Namibia's Health Permanent Secretary, Dr Kalumbi Shangula, today announced the preliminary results from the diseased, saying the country has been hit by a polio outbreak. Further announcing an immediate "mass immunisation campaign," Mr Shangula said government would be "targeting two million people."

The test results had come from a laboratory in South Africa, accredited by the World Health Organisation (WHO). The Namibian Ministry of Health had been shocked by the results, which Mr Shangula called "quite a setback for us because we were moving closer to achieving polio-free status" from the WHO.

The first case of what has turned out to be a polio outbreak was registered in Windhoek's Katutura Hospital on 10 May. As others with similar symptoms arrived the hospital, parts of it became declared restricted areas to hinder further spread of what was called a "mystery disease". By now, the virus has killed seven people and infected at least 27 more.

# [Study questions]
a. From the polio outbreak report, reproduce word for word the stretch from "The first case" through "least 27 more.".
b. Answer these from the polio outbreak report:
(i) Where were the test results produced?
(ii) How many people will the immunisation campaign target?
(iii) In which hospital, and on what date, was the first case registered?
c. According to the polio outbreak report, why did Mr Shangula call the test results a setback?

# [Information provided]
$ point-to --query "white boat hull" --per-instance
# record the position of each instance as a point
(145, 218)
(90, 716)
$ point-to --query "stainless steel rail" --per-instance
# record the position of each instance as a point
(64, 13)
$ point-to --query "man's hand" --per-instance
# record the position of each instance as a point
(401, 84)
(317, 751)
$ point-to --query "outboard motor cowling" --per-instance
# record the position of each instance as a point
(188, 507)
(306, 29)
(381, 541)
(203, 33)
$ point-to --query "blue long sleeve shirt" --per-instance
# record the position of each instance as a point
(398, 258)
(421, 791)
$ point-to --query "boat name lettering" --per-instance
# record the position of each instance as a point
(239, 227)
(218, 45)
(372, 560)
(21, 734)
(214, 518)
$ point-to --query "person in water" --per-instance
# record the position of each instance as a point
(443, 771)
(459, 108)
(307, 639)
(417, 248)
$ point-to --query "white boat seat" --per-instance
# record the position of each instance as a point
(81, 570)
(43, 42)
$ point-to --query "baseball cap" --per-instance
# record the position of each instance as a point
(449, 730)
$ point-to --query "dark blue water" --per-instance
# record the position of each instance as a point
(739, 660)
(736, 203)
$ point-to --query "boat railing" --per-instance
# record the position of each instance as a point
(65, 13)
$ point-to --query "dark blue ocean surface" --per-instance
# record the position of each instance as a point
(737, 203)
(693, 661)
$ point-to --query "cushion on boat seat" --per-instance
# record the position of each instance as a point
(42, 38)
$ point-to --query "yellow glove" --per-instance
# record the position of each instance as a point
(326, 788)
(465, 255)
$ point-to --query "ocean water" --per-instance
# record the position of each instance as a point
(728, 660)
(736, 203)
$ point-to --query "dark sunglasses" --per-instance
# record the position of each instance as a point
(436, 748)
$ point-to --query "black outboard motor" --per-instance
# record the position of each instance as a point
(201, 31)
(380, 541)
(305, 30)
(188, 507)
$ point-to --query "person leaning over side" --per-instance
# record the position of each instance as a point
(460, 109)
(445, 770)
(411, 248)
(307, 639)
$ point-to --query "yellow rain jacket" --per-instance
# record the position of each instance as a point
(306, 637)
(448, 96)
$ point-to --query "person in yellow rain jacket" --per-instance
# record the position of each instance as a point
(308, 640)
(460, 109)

# [Solutions to the exercise]
a.
The first case of what has turned out to be a polio outbreak was registered in Windhoek's Katutura Hospital on 10 May. As others with similar symptoms arrived the hospital, parts of it became declared restricted areas to hinder further spread of what was called a "mystery disease". By now, the virus has killed seven people and infected at least 27 more.

b.
(i) At a laboratory in South Africa accredited by the World Health Organisation (WHO).
(ii) Two million people.
(iii) Windhoek's Katutura Hospital, on 10 May.

c. Mr Shangula called the results "quite a setback" because Namibia had been moving closer to achieving polio-free status from the WHO.